#### Passage to read
start
How do I interpret an AudioBuffer and get the power?

I am trying to make a volume-meter for my app, which will show while recording a video. I have found a lot of support for such meters for iOS, but mostly for AVAudioPlayer, which is no option for me. I am using AVCaptureSession to record, and will then end up with the delegate method shown below:
- (void)captureOutput:(AVCaptureOutput *)captureOutput didOutputSampleBuffer:(CMSampleBufferRef)sampleBuffer fromConnection:(AVCaptureConnection *)connection
{
CMFormatDescriptionRef formatDescription = CMSampleBufferGetFormatDescription(sampleBuffer);
CFRetain(sampleBuffer);
CFRetain(formatDescription);
if(connection == audioConnection)
{
CMBlockBufferRef blockBuffer;
AudioBufferList audioBufferList;
CMSampleBufferGetAudioBufferListWithRetainedBlockBuffer(sampleBuffer,
NULL, &audioBufferList, sizeof(AudioBufferList), NULL, NULL,
kCMSampleBufferFlag_AudioBufferList_Assure16ByteAlignment,
&blockBuffer);
SInt16 *data = audioBufferList.mBuffers[0].mData;
}
//Releases etc..
}
(Only showing relevant code)
Of what I understand, I receive a 'sample buffer', containing either audio or video. Once I've verified that the connection indeed is audio, then I 'extract' the audioBufferList from the buffer, and I am sitting here left with a list of one (or more?) audioBuffers. The actual data is, as I understand, represented as SInt16, or '16 bits signed integer', which as far as I understand has a range from -32,768 to 32,767. However, if I simply print out this received value, I get A LOT of bouncing numbers. When in "silence" I get values bouncing rapidly between -200 and 200, and when there's noise I get values from -4,000 to 13,000, completely out of order.
As I've understood from reading, the value 0 will represent silence. However, I do not understand the difference between negative and positive values, as well as I do not know if the are able to reach all the way up/down to +-32,768.
I believe I need a percentage of how 'loud' it is, but have been unable to find anything.
I have read a couple of tutorials and references on the matter, but nothing makes sense to me. I followed one guide by doing this(appending to the code above, inside the if):
float accumulator = 0;
for(int i = 0; i < audioBufferList.mBuffers[0].mDataByteSize; i++)
end
#### What this exercise asks
1 - In the audio volume-meter question, what range of values does the writer see while the audio is silent?
2 - Extend the audio volume-meter question, picking up right after its last line.

#### Object outline annotations
start
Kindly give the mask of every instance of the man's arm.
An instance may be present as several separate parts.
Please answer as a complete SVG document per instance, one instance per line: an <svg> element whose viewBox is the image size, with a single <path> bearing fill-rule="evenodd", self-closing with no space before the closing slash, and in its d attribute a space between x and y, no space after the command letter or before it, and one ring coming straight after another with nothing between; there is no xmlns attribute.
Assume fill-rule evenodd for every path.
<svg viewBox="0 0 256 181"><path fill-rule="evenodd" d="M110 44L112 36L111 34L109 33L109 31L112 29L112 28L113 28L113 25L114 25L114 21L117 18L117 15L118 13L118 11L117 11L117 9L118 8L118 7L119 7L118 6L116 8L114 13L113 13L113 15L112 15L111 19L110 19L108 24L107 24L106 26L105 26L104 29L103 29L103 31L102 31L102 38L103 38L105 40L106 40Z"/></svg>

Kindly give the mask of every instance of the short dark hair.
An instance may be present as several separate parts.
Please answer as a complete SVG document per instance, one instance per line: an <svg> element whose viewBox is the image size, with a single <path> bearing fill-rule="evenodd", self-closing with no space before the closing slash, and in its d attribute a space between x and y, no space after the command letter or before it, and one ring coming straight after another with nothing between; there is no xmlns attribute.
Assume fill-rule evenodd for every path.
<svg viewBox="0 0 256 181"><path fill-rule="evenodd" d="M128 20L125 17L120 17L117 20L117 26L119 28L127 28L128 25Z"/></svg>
end
start
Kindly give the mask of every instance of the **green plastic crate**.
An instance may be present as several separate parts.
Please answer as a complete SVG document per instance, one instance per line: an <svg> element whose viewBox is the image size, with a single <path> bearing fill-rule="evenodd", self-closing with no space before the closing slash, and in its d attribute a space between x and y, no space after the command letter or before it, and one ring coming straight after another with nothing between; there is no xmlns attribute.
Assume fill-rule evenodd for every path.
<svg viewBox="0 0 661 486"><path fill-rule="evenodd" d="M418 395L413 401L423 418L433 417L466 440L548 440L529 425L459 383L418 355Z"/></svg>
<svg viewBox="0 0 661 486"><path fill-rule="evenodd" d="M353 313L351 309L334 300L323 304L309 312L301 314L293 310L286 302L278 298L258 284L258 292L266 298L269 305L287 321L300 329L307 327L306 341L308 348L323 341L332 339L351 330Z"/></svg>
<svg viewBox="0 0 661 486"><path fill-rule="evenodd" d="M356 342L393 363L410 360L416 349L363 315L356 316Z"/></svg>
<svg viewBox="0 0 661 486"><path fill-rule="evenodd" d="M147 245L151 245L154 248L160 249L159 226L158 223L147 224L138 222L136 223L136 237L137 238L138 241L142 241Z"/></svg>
end
#### The answers
1 - Values bouncing rapidly between -200 and 200.

2 -
accumulator += data[i] * data[i];
float power = accumulator / audioBufferList.mBuffers[0].mDataByteSize;
float decibels = log10f(power);
NSLog(#"%f", decibels);
Apparently, this code was supposed to align from -1 to +1, but that did not happen. I am now getting values around 6.194681 when silence, and 7.773492 for some noise. This is feels like the correct 'range', but in the 'wrong place'. I can't simply subtract 7 from the number and assume I'm between -1 and +1. There should be some logic and science behind how this should work, but I do not know enough about how digital audio works.
Does anyone know the logic behind this? Is 0 always silence while -32,768 and 32,767 are loud noises? Can I then simply multiply all negative values by -1 to always get positive values, and then find out how many percent they are at (between 0 and 32767)? Somehow, I don't believe this will work, as I guess there is a reason for the negative values.. I'm not completely sure what to try.
The code in your question is wrong in several ways. This code is trying to copy that from the article below, but you've not handled it properly converting from the float-based code in the article to 16-bit integer math. You're also looping on the wrong number of values (max i) and will end up pulling in garbage data. So this is all kinds of wrong.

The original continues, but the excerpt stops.